**Problem:** Swap "green" for "lush" throughout the records, from their first line through the line containing "0,0 -> 1024,678", and give those lines again with nothing else changed.

**Excerpted data:**
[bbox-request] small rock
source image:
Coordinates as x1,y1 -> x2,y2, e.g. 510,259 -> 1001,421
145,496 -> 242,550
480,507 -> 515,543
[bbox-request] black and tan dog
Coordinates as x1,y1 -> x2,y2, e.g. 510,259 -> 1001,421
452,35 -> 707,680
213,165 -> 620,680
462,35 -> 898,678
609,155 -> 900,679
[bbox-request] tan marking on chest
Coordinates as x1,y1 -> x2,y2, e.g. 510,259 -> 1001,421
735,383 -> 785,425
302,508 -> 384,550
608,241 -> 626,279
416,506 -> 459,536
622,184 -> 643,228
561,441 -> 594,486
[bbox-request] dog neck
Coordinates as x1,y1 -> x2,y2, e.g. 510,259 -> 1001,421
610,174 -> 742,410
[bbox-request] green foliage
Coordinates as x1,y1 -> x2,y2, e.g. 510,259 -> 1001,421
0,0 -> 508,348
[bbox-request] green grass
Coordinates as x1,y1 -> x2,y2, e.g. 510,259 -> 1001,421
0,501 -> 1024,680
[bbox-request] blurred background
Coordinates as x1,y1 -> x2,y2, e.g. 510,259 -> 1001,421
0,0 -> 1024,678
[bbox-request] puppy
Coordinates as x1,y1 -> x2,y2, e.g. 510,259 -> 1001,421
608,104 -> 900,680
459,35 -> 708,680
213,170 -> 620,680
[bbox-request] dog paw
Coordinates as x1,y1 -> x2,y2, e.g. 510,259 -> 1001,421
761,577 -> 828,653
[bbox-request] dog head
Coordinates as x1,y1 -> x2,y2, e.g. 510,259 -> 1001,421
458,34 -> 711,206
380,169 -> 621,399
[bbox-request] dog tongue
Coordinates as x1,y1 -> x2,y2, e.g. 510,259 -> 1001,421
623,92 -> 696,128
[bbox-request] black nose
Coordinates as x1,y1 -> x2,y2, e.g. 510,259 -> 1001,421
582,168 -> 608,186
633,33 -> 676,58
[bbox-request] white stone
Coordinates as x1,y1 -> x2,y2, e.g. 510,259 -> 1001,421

**The response:**
[bbox-request] small rock
source image:
Coordinates as x1,y1 -> x2,y2, e.g. 510,259 -> 1001,421
145,496 -> 242,550
480,507 -> 515,543
[bbox-request] black and tan dog
Coordinates as x1,y1 -> x2,y2, e.g. 510,259 -> 1001,421
452,35 -> 707,680
213,165 -> 620,680
462,35 -> 898,678
609,155 -> 900,679
[bbox-request] tan marking on chest
Coordinates as x1,y1 -> x2,y2, e.g. 510,259 -> 1001,421
735,383 -> 785,425
302,508 -> 384,550
608,241 -> 626,279
416,506 -> 459,536
622,184 -> 643,228
561,441 -> 594,486
[bbox-request] dog neck
Coordinates as x1,y1 -> x2,y2, e.g. 510,259 -> 1001,421
610,174 -> 742,410
[bbox-request] lush foliage
Coordinates as x1,y1 -> x2,y2, e.g. 510,259 -> 1001,421
0,0 -> 508,348
[bbox-request] lush grass
Coordinates as x1,y1 -> x2,y2, e.g. 510,259 -> 1001,421
0,501 -> 1024,680
[bbox-request] blurred background
Coordinates as x1,y1 -> x2,y2, e.g. 510,259 -> 1001,421
0,0 -> 1024,678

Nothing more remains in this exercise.